[Collection entries]
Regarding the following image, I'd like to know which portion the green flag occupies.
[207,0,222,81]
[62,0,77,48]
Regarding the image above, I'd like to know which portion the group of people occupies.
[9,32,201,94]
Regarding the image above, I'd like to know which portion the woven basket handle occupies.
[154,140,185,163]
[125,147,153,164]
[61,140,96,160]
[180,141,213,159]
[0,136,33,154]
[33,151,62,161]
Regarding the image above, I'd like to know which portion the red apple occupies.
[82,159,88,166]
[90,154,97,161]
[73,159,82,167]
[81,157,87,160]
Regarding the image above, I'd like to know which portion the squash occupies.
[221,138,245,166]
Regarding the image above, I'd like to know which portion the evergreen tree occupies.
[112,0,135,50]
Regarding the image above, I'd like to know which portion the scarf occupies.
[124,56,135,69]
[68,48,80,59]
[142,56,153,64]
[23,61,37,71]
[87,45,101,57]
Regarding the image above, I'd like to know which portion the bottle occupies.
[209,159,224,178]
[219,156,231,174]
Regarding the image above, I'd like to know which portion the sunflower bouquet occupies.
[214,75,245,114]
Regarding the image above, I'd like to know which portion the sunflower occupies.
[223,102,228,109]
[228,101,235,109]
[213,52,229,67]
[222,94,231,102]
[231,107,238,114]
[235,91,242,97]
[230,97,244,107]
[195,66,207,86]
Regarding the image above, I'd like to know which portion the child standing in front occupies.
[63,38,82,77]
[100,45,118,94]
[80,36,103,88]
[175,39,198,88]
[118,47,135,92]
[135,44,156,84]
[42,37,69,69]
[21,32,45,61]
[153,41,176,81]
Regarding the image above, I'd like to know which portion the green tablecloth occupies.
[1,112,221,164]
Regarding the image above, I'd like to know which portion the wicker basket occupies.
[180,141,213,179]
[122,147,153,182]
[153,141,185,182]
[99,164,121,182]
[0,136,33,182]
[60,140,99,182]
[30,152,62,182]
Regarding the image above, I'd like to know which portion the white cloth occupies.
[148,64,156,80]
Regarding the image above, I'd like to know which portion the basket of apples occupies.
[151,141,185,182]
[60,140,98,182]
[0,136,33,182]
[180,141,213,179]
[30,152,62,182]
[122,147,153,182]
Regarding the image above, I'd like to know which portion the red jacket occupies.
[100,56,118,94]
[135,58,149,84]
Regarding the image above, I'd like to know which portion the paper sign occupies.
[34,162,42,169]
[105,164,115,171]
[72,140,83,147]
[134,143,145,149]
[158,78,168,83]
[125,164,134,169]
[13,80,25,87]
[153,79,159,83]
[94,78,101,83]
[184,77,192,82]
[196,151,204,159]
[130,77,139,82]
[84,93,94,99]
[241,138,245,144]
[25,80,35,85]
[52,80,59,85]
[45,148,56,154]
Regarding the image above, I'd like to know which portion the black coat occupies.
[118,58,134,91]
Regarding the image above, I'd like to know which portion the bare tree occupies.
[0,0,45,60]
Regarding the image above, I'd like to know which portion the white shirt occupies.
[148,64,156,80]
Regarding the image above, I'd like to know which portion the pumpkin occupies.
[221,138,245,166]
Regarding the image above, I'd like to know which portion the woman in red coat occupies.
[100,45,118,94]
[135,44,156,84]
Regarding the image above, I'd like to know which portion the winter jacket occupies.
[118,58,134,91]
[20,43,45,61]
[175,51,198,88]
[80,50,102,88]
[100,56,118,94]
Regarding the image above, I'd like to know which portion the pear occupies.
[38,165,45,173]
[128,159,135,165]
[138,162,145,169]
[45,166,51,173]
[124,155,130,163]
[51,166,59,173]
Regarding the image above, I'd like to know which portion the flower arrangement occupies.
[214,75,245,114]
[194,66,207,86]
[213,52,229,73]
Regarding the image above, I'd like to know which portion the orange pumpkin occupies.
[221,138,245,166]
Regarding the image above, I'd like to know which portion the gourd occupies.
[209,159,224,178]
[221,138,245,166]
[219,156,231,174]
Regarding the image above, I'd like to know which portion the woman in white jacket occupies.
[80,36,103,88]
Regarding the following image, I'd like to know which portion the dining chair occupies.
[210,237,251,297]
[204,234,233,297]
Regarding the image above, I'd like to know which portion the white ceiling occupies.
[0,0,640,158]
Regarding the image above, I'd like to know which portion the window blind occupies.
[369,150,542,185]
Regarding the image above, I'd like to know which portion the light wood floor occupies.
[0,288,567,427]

* _TASK TO COMPLETE_
Write out every line of the material again, exactly as it reads.

* _RESULT BELOW_
Regarding the following image, I'd like to know which portion the green flag occupies.
[207,0,222,81]
[62,0,77,48]
Regarding the image above, I'd like to know which portion the group of people occupies.
[9,32,201,94]
Regarding the image above, I'd like to know which portion the woven basket handle occupies.
[154,140,185,163]
[125,147,153,164]
[61,140,96,160]
[180,141,213,159]
[0,136,33,154]
[33,151,62,161]
Regarding the image above, I'd like to know which portion the red apple occupies.
[82,159,88,166]
[90,154,97,161]
[73,159,82,167]
[81,157,87,160]
Regarding the image above, I'd like to know which portion the squash occupies.
[221,138,245,166]
Regarding the image above, I'd like to know which portion the evergreen tree occupies.
[112,0,135,50]
Regarding the image above, I'd like to know which portion the scarf occupies.
[124,56,135,69]
[68,48,80,59]
[142,56,153,64]
[23,61,37,71]
[87,45,101,57]
Regarding the image above, I'd like to know which portion the bottle occupies.
[209,159,224,178]
[219,156,231,174]
Regarding the image above, I'd like to know which portion the sunflower bouquet occupies.
[214,75,245,114]
Regarding the image above, I'd like to know which portion the sunflower occupies.
[223,102,228,109]
[228,101,235,109]
[213,52,229,67]
[222,94,231,102]
[231,107,238,114]
[235,91,242,97]
[230,97,244,107]
[195,66,207,86]
Regarding the image above, I'd like to know which portion the child standing in front occupies.
[63,38,82,77]
[100,45,118,94]
[80,36,103,88]
[175,39,198,88]
[118,47,135,92]
[135,44,156,84]
[42,37,69,69]
[21,32,45,61]
[153,41,176,81]
Regarding the image above, I'd like to know which portion the green tablecloth occupies.
[1,112,221,164]
Regarding the image above, I'd like to know which portion the wicker basket occupies.
[180,141,213,179]
[122,147,153,182]
[153,141,185,182]
[99,164,121,182]
[0,136,33,182]
[60,140,99,182]
[30,152,62,182]
Regarding the image above, I'd like to know which portion the white cloth occupies.
[148,64,156,80]
Regarding the image above, I'd like to know which portion the basket of apples occupies.
[151,141,185,182]
[60,140,98,182]
[0,136,33,182]
[180,141,213,179]
[30,152,62,182]
[122,147,153,182]
Regarding the image above, I'd like to know which portion the red jacket occupies.
[100,56,118,94]
[135,58,149,84]
Regarding the image above, I'd like to know which portion the paper sign occupies.
[34,162,42,169]
[105,164,115,171]
[72,140,83,147]
[134,143,145,149]
[158,78,168,83]
[125,164,134,169]
[13,80,25,87]
[153,79,159,83]
[94,78,101,83]
[184,77,192,82]
[196,151,204,159]
[130,77,139,82]
[84,93,94,99]
[241,138,245,144]
[25,80,35,85]
[52,80,59,85]
[45,148,56,154]
Regarding the image above, I'd like to know which portion the black coat occupies.
[118,58,134,91]
Regarding the image above, I'd like to know which portion the bare tree occupies.
[0,0,45,60]
Regarding the image above, I'd like to know which portion the white shirt occupies.
[148,64,156,80]
Regarding the image above, I'd like to know which portion the pumpkin occupies.
[221,138,245,166]
Regarding the image above, I'd like to know which portion the woman in red coat occupies.
[100,45,118,94]
[135,44,156,84]
Regarding the image above, I'd like to know which portion the winter jacket occupies.
[118,58,134,91]
[20,43,45,61]
[175,51,198,88]
[80,50,102,88]
[100,56,118,94]
Regarding the image above, I'd like to know which portion the pear occupies.
[38,165,45,173]
[128,159,135,165]
[138,162,145,169]
[45,166,51,173]
[124,155,130,163]
[51,166,59,173]
Regarding the image above, I'd like to know which portion the flower arrangement occupies.
[214,75,245,114]
[194,66,207,86]
[213,52,229,73]
Regarding the image above, I'd like to know which portion the orange pumpkin occupies.
[221,138,245,166]
Regarding the image above, I'd like to know which portion the gourd occupies.
[209,159,224,178]
[221,138,245,166]
[219,156,231,174]
Regarding the image above, I'd like to know which portion the woman in white jacket occupies.
[80,36,103,88]
Regarding the following image, I'd like to know which portion the dining chair occupies.
[210,237,251,297]
[204,234,233,297]
Regarding the image above, I'd like to know which portion the white ceiling occupies.
[0,0,640,158]
Regarding the image above, I'd like to know which portion the window blind occupies.
[369,150,542,185]
Regarding the image above, I'd like to know which portion the light wood floor occupies.
[0,288,567,427]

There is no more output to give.